=== Page extract ===

Charles Burns’ ‘Black Hole’ and the timelessness of high-school angst

Charles Burns’ ‘Black Hole’ via Google Images

I was left open-mouthed by a lot of what happened within Charles Burns’ Black Hole, and it took me a few moments to realise that the majority of the drama which took place was completely detached from the reason I had picked up the book. I picked up the book because I was intrigued by its seeming basis in the science fiction genre. Set in the mid-1970s, Black Hole is a story revolving around a sexually transmitted disease which mutates its owner: growing new body parts, excess skin, boils, spots, bulges and second mouths. It would manifest in different ways for different people.  In the end, this wasn’t the focus of Burns’ gaze. No. In this gripping graphic novel, Burns’ use of raw, honest detailing is predominantly used to share with us the raw and emotive world of teenage angst.

Here, I will be highlighting the subtle ways in which Charles Burns’ portrays the Existential Angst experienced, specifically, by the American teen.  In Philosophy, angst represents a necessary anxiety we experience because of our status as free, undetermined, creatures. In other words, it is a symptom of the fact that there are absolutely no rules as to what we should or should not do, no cosmic guidance on how to act, and no one to tell us which is the best path.

=== Material supplied ===

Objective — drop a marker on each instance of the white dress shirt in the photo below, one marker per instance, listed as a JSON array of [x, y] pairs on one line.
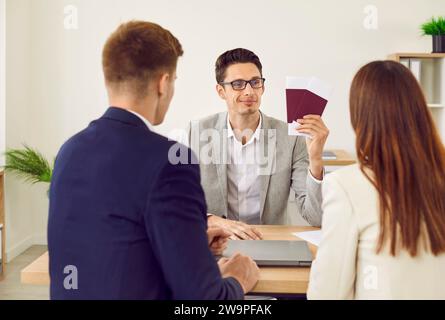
[[243, 179], [243, 183]]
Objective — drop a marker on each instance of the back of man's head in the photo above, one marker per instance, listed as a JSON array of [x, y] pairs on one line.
[[136, 53]]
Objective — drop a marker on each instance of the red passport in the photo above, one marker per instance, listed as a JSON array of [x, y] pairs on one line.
[[305, 96]]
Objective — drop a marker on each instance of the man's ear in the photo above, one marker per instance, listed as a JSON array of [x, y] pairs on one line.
[[221, 92], [163, 84]]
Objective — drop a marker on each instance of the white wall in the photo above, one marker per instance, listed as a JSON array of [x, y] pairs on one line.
[[2, 79], [55, 81]]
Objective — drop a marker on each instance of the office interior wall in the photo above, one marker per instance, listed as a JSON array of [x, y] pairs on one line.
[[55, 84], [2, 79]]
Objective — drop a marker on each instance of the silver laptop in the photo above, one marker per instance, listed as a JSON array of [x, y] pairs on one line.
[[272, 252]]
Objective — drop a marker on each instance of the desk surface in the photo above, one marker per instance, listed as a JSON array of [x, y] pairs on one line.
[[288, 280], [343, 159]]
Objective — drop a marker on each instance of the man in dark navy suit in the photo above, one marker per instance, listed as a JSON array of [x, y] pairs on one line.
[[124, 221]]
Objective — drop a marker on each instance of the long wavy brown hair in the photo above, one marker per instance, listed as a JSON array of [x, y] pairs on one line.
[[400, 152]]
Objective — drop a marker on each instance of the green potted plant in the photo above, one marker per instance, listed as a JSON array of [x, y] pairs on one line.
[[29, 165], [436, 29]]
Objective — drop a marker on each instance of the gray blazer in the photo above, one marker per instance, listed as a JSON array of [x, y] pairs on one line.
[[284, 168]]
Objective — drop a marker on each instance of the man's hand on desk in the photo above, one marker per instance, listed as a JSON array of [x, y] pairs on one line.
[[238, 230], [218, 238], [242, 268]]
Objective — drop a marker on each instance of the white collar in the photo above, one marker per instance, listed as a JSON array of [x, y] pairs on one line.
[[146, 122], [255, 136]]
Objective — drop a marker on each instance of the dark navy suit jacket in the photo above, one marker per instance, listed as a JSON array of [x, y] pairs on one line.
[[125, 223]]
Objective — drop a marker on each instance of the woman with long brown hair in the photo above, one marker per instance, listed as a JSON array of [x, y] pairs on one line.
[[383, 229]]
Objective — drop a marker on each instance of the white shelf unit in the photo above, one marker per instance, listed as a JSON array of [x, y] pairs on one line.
[[429, 69]]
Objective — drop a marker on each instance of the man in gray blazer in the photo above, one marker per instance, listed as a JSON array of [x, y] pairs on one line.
[[249, 163]]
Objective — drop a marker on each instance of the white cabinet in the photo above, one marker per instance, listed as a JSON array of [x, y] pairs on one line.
[[429, 69]]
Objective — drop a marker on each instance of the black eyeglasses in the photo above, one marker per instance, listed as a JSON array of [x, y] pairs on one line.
[[240, 85]]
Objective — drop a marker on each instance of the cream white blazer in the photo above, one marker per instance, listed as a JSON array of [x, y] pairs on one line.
[[347, 266]]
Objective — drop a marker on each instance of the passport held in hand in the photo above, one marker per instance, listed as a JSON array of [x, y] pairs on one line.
[[305, 96]]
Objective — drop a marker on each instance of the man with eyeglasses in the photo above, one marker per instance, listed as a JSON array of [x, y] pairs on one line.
[[249, 163]]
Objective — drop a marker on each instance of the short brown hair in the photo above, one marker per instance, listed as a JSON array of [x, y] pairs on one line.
[[398, 142], [234, 56], [136, 52]]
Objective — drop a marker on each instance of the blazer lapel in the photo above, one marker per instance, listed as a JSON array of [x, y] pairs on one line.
[[267, 157], [220, 154]]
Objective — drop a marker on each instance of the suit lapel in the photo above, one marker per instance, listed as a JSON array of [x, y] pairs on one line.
[[220, 156], [267, 158]]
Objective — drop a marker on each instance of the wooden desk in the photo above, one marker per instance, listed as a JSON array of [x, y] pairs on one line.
[[273, 280], [343, 159]]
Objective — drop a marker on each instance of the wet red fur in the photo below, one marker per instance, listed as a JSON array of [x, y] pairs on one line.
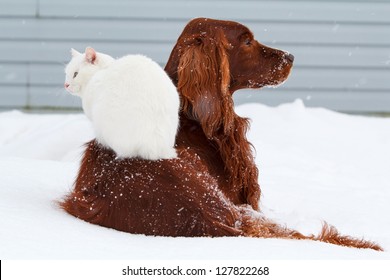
[[211, 189]]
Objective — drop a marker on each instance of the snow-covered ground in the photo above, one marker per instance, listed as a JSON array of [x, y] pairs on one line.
[[315, 165]]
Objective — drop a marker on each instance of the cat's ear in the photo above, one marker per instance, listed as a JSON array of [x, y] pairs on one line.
[[74, 52], [90, 55]]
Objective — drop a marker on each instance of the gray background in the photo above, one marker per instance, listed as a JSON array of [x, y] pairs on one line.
[[342, 48]]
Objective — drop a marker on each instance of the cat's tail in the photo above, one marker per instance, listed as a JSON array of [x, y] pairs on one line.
[[253, 224]]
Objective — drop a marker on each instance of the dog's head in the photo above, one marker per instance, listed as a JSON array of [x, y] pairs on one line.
[[214, 58]]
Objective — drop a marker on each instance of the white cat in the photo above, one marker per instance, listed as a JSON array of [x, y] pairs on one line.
[[131, 101]]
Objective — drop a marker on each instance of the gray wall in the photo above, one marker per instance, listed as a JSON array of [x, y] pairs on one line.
[[342, 48]]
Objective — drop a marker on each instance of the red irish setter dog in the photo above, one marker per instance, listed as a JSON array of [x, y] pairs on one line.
[[211, 188]]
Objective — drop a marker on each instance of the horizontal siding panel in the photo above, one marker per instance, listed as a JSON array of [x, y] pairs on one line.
[[21, 8], [341, 56], [168, 31], [13, 96], [353, 79], [59, 52], [305, 55], [235, 10], [53, 98], [374, 102], [11, 74]]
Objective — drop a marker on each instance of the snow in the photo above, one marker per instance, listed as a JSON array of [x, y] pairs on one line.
[[315, 165]]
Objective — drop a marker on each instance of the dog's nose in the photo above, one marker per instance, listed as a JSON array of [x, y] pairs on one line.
[[290, 57]]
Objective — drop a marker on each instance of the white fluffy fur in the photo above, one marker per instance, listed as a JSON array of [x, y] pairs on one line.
[[131, 101]]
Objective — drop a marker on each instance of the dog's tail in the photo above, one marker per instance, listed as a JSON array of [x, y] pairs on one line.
[[253, 224]]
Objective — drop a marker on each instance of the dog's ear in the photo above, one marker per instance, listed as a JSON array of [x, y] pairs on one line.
[[203, 80]]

===

- List of tasks
A: According to the essay on Black Hole, in what period is the graphic novel set?
B: Translate this sentence from the essay on Black Hole into Spanish: "It would manifest in different ways for different people."
C: Carry on writing the essay on Black Hole from where it stops.

- Numbered answers
A: The mid-1970s.

B: Se manifestaba de distintas maneras en distintas personas.

C:
By no large stretch can we see how this angst can become prevalent during the teenage years; when most of us cannot avoid thinking about the future and all that it entails. For the teenager residents in suburban Seattle, this angst is embodied by the mutations of their peers. Of course, one of the big decisions or dilemmas of secondary school involves the testing of relationships and sexuality. Perhaps there are first boyfriends or girlfriends, sexuality may be discovered, feelings get stronger, and the entire school seems to be holding its breath and waiting for you to testify to these things.

In Black Hole, these decisions are put on display for everyone through often grotesque means. Surprisingly, those students without the disease do not seem to rule out relationships with their condemned peers. On one hand, the nature of desire and lust is that it is hardly reasonable, but on the other, it seems that the decision of whether or not to make any kind of ‘move’ is heightened by the idea that either path will be clearly identifiable by friends and family. Suddenly, the high school dating scene, usually something adults laugh at when looking back on because of its intangibility and temporality, is something which will stay with them permanently for the rest of their lives. For, whether they give in to desire or not, they will be left wondering what life would be like if they did otherwise.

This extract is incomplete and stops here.